- _REQUIREMENTS_:
Reproduce verbatim the lines below, beginning with the line that contains "Looking at the wildlife camera snapshot above, mark every white" and continuing through the final line.

----- INPUT RECORDS -----

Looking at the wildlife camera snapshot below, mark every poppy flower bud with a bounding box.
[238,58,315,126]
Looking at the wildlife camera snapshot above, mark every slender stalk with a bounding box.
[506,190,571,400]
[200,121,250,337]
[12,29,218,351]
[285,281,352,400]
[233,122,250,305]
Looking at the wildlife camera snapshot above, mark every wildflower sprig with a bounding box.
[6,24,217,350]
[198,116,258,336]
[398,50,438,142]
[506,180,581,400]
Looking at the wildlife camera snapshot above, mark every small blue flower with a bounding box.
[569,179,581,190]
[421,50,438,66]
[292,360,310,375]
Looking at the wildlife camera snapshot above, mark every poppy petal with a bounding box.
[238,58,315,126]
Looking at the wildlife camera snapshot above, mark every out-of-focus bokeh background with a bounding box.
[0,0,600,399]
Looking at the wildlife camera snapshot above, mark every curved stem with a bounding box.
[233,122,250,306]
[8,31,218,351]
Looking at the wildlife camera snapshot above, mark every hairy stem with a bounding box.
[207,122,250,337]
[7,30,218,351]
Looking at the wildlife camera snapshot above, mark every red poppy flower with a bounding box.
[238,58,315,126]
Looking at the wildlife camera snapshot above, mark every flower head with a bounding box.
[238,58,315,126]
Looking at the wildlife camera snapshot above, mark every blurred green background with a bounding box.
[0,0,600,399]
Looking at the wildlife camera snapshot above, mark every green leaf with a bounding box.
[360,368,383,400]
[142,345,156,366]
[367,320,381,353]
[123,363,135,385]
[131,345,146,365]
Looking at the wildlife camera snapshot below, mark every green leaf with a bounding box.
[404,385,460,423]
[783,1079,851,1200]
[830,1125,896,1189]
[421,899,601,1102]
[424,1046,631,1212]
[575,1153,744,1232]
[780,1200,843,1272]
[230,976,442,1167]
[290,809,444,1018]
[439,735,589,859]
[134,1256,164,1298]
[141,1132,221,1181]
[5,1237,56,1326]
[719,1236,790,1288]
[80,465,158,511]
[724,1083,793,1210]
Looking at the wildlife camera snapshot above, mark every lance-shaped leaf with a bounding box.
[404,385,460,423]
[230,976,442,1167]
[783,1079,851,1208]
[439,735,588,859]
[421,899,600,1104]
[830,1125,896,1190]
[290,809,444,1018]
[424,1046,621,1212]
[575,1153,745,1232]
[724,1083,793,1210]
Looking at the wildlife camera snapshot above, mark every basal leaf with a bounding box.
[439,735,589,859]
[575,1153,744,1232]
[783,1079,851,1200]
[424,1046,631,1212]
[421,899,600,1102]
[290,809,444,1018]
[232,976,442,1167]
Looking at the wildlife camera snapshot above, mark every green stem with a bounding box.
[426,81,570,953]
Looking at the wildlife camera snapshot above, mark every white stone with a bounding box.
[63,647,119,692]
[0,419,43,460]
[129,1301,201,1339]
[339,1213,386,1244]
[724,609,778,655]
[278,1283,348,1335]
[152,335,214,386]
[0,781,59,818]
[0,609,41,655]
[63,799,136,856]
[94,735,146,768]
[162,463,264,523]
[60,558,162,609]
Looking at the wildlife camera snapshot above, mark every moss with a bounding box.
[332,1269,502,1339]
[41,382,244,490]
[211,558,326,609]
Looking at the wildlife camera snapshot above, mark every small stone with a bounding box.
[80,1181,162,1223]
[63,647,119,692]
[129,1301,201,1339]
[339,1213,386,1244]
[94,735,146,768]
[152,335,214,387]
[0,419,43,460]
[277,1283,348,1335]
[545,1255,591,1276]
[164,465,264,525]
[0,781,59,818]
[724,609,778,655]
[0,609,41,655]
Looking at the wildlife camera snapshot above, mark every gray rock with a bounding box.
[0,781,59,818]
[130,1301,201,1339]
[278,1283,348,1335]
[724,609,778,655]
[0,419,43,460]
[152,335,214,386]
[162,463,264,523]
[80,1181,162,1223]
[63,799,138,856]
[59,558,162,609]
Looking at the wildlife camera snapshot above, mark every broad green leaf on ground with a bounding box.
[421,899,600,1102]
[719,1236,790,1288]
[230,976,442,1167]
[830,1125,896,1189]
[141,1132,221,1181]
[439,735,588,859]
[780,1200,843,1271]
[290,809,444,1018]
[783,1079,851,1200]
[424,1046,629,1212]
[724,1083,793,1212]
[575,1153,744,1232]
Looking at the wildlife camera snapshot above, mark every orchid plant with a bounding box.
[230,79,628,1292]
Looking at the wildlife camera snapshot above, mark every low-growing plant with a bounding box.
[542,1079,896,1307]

-----

- _REPLY_:
Looking at the wildlife camera snapshot above, mark every white stone with a bounding box.
[63,647,119,692]
[0,419,43,460]
[129,1301,201,1339]
[339,1213,386,1244]
[724,609,778,655]
[278,1283,348,1335]
[152,335,214,386]
[0,781,59,818]
[0,609,41,655]
[63,799,136,856]
[94,735,146,768]
[162,463,264,523]
[60,558,162,609]
Looking at the wildlife camera snapshot above, mark every moss with a bounding box.
[332,1269,502,1339]
[41,382,244,490]
[211,558,326,609]
Looking at the wildlife camera snapshot above, mark every small stone with a bounding box.
[80,1181,162,1223]
[63,647,119,692]
[129,1301,201,1339]
[339,1213,386,1244]
[94,735,146,768]
[152,335,214,387]
[0,419,43,460]
[277,1283,348,1335]
[545,1255,591,1276]
[164,465,264,525]
[0,781,59,818]
[724,609,778,655]
[0,609,41,655]
Looking at the wildlife camera snapshot above, mark every gray rock with a bounding box.
[0,781,59,818]
[130,1301,201,1339]
[278,1283,348,1335]
[724,609,778,655]
[0,419,43,460]
[152,335,214,386]
[162,463,264,523]
[80,1181,162,1223]
[63,799,138,856]
[59,558,162,609]
Looking at the wildlife camera snapshot above, mark every broad green leaf on ground with a bounding box.
[421,899,600,1102]
[719,1236,790,1288]
[230,976,442,1167]
[830,1125,896,1189]
[141,1132,221,1181]
[439,735,588,859]
[780,1200,843,1271]
[290,809,444,1018]
[783,1079,851,1200]
[424,1046,629,1212]
[724,1083,793,1212]
[575,1153,744,1232]
Looking at the wildlife camera snapshot above, mark every orchid plant with a bounding box.
[230,79,628,1292]
Looking at the wildlife camera snapshot above, mark every low-growing plant with a bounding box.
[542,1079,896,1307]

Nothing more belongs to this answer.